=== Kutipan Pilihan ===

Mereka berempat berangkat hijrah dari Makkah ke Madinah. Mereka mengajak seluruh keluarga besar untuk berhijrah, sehingga tidak ada seorang pun yang tertinggal dalam keluarga mereka dan pintu rumah pun dikunci. Mereka sekeluarga tinggal di rumah Hazrat Rifa’ah Bin Abdul Mundzir di Madinah. Hazrat Rasulullah (saw) menjalinkan persaudaraan antara beliau dengan Hazrat Mubashir Bin Abdul Mundzir. Beliau berdua syahid pada perang Badr. Menurut pendapat lain beliau dijalinkan persaudaraan dengan Hazrat Mujadzar Bin Ziyad.
Hazrat Aqil disyahidkan oleh Malik Bin Zuhair Jusyami (مالك بن زهير الجُشَمي) pada perang Badr dalam usia 34 tahun. Ibnu Ishak mengatakan, “Selain mereka (Iyas, Aqil, Khalid dan Amir), sepengetahuan kami tidak ada empat bersaudara lainnya yang ikut serta dalam perang Badr.”
Diriwayatkan oleh Zaid Bin Aslam bahwa keluarga Al-Bukair datang menghadap Rasulullah (saw) dan memohon, زوِّج أختنا فلاناً “Wahai Rasulullah (saw)! Mohon nikahkan saudari kami dengan si Fulan.”
Hadhrat Rasulullah (saw) bersabda, أَيْنَ أَنْتُمْ عَنْ بِلالٍ ؟ “Bagaimana pendapat Anda sekalian mengenai Bilal? Bilal lebih baik darinya. Pikirkanlah kembali mengenainya.” Lalu mereka pulang.
Selanjutnya, mereka datang lagi datang menghadap Rasulullah (saw) dan memohon, يا رسول الله أنكِح أختنا فلاناً “Wahai Rasulullah (saw)! Mohon nikahkan saudari kami dengan si anu.”

=== Data yang Disediakan ===
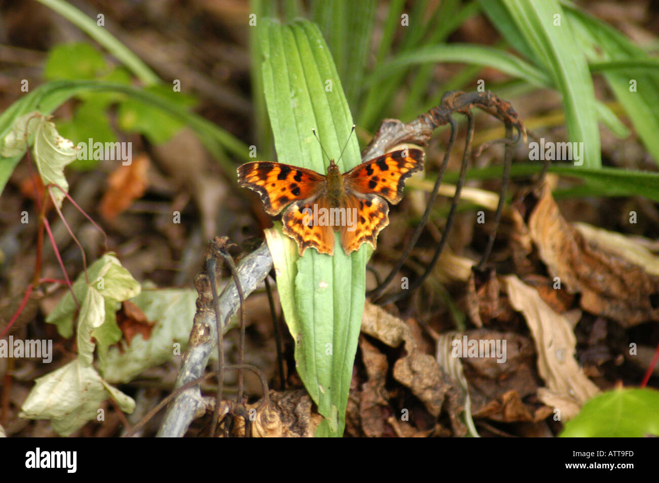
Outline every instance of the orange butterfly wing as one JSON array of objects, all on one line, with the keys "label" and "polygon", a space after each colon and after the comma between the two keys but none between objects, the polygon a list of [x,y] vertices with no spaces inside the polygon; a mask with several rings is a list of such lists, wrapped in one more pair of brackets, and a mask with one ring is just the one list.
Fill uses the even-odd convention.
[{"label": "orange butterfly wing", "polygon": [[269,215],[284,211],[281,231],[297,242],[301,257],[310,247],[333,255],[332,228],[312,224],[312,217],[305,216],[304,212],[306,208],[313,211],[314,203],[329,207],[327,200],[319,197],[326,189],[324,175],[281,163],[257,161],[238,168],[238,186],[258,193]]},{"label": "orange butterfly wing", "polygon": [[322,174],[281,163],[246,163],[237,170],[238,186],[260,195],[264,209],[272,216],[293,201],[317,196],[325,186]]},{"label": "orange butterfly wing", "polygon": [[[281,231],[297,243],[301,257],[307,248],[315,248],[319,253],[334,255],[334,230],[330,225],[314,224],[314,205],[317,209],[330,208],[324,195],[294,201],[281,215]],[[310,211],[306,211],[306,210]]]},{"label": "orange butterfly wing", "polygon": [[353,224],[341,227],[341,244],[346,255],[358,250],[362,243],[377,246],[378,234],[389,224],[389,205],[376,195],[358,197],[347,193],[345,207],[356,213]]},{"label": "orange butterfly wing", "polygon": [[396,205],[403,197],[405,180],[423,169],[423,151],[393,151],[355,166],[343,173],[348,192],[375,194]]}]

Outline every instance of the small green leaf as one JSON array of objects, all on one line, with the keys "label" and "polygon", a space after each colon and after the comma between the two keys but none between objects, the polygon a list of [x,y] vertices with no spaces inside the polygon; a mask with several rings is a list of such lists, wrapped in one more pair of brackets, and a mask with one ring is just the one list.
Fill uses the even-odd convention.
[{"label": "small green leaf", "polygon": [[[171,86],[152,86],[145,90],[181,107],[190,107],[196,103],[192,96],[174,92]],[[161,109],[152,104],[134,99],[119,104],[119,127],[129,132],[143,134],[156,144],[169,140],[184,125],[179,119],[164,114]]]},{"label": "small green leaf", "polygon": [[192,328],[196,299],[197,293],[192,289],[145,290],[131,299],[156,324],[148,340],[138,334],[130,345],[121,342],[121,348],[110,347],[107,356],[100,359],[105,380],[128,382],[145,369],[171,361],[175,343],[179,344],[183,354]]},{"label": "small green leaf", "polygon": [[[55,184],[65,192],[69,183],[64,176],[64,168],[76,159],[77,149],[71,141],[59,135],[55,124],[40,113],[34,112],[19,117],[11,132],[5,138],[2,155],[12,157],[21,155],[27,147],[28,138],[34,134],[34,162],[44,185]],[[62,205],[65,195],[52,188],[53,197],[57,206]]]},{"label": "small green leaf", "polygon": [[43,77],[49,80],[94,79],[107,73],[103,54],[84,42],[63,43],[51,49]]},{"label": "small green leaf", "polygon": [[109,386],[94,367],[79,359],[36,380],[19,416],[49,419],[59,434],[68,436],[96,419],[101,403],[114,399],[121,410],[132,413],[135,401]]},{"label": "small green leaf", "polygon": [[588,401],[561,438],[659,436],[659,391],[614,389]]}]

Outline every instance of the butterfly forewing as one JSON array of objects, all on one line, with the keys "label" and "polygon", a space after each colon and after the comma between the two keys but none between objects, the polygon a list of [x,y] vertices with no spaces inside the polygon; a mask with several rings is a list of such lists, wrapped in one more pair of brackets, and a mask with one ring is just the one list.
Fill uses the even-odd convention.
[{"label": "butterfly forewing", "polygon": [[343,173],[347,191],[382,196],[393,205],[403,197],[405,180],[423,169],[423,151],[393,151],[356,166]]},{"label": "butterfly forewing", "polygon": [[238,186],[258,193],[264,209],[273,216],[293,201],[317,194],[324,183],[322,174],[281,163],[246,163],[238,168]]}]

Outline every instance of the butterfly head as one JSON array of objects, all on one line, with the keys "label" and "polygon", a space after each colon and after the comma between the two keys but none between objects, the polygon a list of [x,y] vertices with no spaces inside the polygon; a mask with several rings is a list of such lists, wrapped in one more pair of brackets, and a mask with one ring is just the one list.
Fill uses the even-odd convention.
[{"label": "butterfly head", "polygon": [[339,165],[334,162],[333,159],[330,160],[330,166],[328,166],[328,176],[330,174],[336,174],[340,173],[341,171],[339,170]]}]

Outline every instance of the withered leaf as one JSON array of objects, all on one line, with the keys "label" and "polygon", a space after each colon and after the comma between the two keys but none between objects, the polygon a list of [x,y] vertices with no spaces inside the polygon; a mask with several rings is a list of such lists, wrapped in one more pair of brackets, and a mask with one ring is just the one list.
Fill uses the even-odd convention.
[{"label": "withered leaf", "polygon": [[605,245],[595,247],[561,215],[545,185],[529,218],[542,261],[581,307],[623,327],[659,320],[659,277]]}]

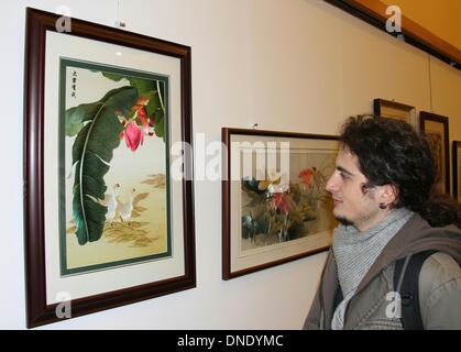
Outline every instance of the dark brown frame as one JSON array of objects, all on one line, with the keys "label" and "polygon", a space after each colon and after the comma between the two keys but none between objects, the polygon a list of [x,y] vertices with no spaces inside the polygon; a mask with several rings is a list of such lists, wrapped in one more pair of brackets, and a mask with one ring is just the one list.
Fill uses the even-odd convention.
[{"label": "dark brown frame", "polygon": [[459,185],[459,177],[461,175],[458,174],[458,157],[461,155],[461,141],[453,141],[452,144],[452,158],[453,158],[453,198],[458,201],[458,197],[461,196],[461,189],[458,189]]},{"label": "dark brown frame", "polygon": [[408,123],[413,125],[416,124],[416,117],[415,117],[416,108],[415,107],[407,106],[402,102],[391,101],[391,100],[385,100],[385,99],[380,99],[380,98],[373,99],[373,112],[376,117],[380,117],[380,118],[382,117],[383,107],[389,107],[393,109],[398,109],[398,110],[408,112]]},{"label": "dark brown frame", "polygon": [[237,272],[231,271],[231,229],[230,229],[230,210],[231,210],[231,135],[262,135],[262,136],[275,136],[275,138],[290,138],[290,139],[316,139],[316,140],[328,140],[338,141],[339,138],[334,135],[321,135],[321,134],[308,134],[308,133],[294,133],[294,132],[279,132],[279,131],[265,131],[265,130],[246,130],[246,129],[233,129],[222,128],[221,129],[221,141],[223,144],[222,148],[222,279],[231,279],[257,271],[262,271],[272,266],[284,264],[287,262],[296,261],[298,258],[312,255],[319,252],[326,251],[329,246],[322,246],[312,251],[307,251],[293,256],[284,257],[273,262],[264,263],[240,270]]},{"label": "dark brown frame", "polygon": [[[24,82],[24,232],[26,326],[58,321],[56,304],[46,304],[44,226],[44,80],[46,32],[57,32],[59,15],[26,9]],[[190,47],[109,26],[72,19],[75,35],[123,45],[180,61],[182,141],[191,145]],[[185,174],[191,175],[191,155],[184,157]],[[72,300],[72,317],[114,308],[196,287],[193,180],[183,180],[185,273],[178,277],[107,292]]]},{"label": "dark brown frame", "polygon": [[426,132],[426,124],[425,124],[426,121],[433,121],[433,122],[441,123],[443,125],[443,139],[444,139],[443,150],[444,150],[444,155],[446,155],[444,163],[443,163],[443,167],[446,169],[444,188],[446,188],[446,194],[450,195],[450,132],[449,132],[450,130],[449,130],[448,117],[443,117],[443,116],[431,113],[431,112],[420,111],[419,112],[419,128],[422,133]]}]

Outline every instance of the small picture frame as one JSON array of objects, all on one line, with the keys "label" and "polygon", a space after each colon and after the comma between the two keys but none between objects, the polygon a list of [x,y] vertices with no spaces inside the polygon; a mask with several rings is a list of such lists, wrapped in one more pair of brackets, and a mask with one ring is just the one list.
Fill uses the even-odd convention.
[{"label": "small picture frame", "polygon": [[453,198],[461,204],[461,141],[453,141]]},{"label": "small picture frame", "polygon": [[448,117],[421,111],[419,113],[421,132],[428,138],[436,162],[435,193],[450,195],[450,148]]},{"label": "small picture frame", "polygon": [[223,128],[222,142],[222,278],[328,250],[338,138]]},{"label": "small picture frame", "polygon": [[405,121],[417,128],[415,107],[396,101],[374,99],[373,112],[376,117]]}]

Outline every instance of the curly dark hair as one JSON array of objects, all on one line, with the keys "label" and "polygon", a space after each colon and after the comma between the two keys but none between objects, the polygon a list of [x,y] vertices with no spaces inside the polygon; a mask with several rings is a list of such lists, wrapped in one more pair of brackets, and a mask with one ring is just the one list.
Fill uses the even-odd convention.
[{"label": "curly dark hair", "polygon": [[[431,226],[459,221],[453,216],[460,213],[459,205],[450,201],[442,205],[440,198],[432,201],[433,155],[427,139],[410,124],[372,116],[352,117],[343,124],[339,140],[358,157],[359,169],[369,180],[364,188],[395,187],[397,199],[391,205],[393,208],[406,207],[418,212]],[[451,211],[450,217],[443,216],[446,210]]]}]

=== Tujuan Tugas ===
Ringkaslah kutipan pilihan di atas dalam dua kalimat.

=== Jawaban Latihan ===
Empat orang berhijrah dari Makkah ke Madinah bersama seluruh keluarga besar mereka, dan salah satunya, Hazrat Aqil, syahid pada perang Badr dalam usia 34 tahun. Keluarga Al-Bukair memohon kepada Rasulullah (saw) agar saudari mereka dinikahkan dengan seseorang, tetapi beliau menyebut Bilal lebih baik, sehingga mereka pulang lalu datang lagi dengan permohonan yang sama.